**WHAT IS EXPECTED**:
Find each line in the rows below that contains the word "Question" and copy every one of those lines.
►
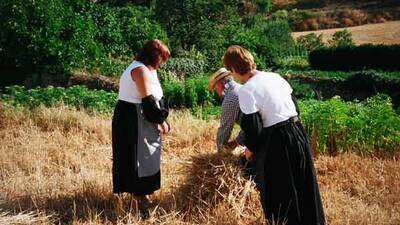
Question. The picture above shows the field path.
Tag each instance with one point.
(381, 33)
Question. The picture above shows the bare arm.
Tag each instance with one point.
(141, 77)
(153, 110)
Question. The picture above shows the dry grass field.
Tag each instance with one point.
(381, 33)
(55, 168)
◄
►
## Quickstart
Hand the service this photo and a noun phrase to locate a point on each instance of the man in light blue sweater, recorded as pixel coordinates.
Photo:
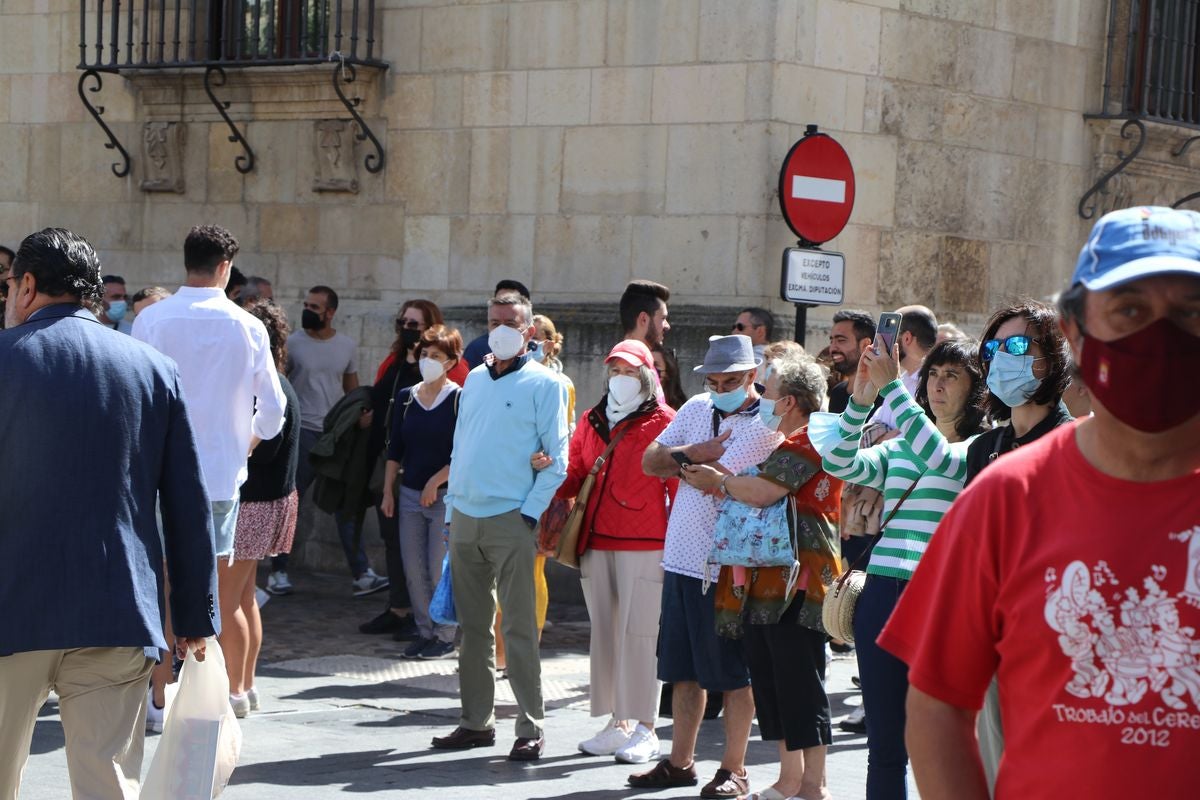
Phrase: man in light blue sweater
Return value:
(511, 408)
◄
**RESULT BELOW**:
Question. The picture above shows the field path.
Question. The picture above shows the bare arm.
Question. The picture above shows the dry grass field.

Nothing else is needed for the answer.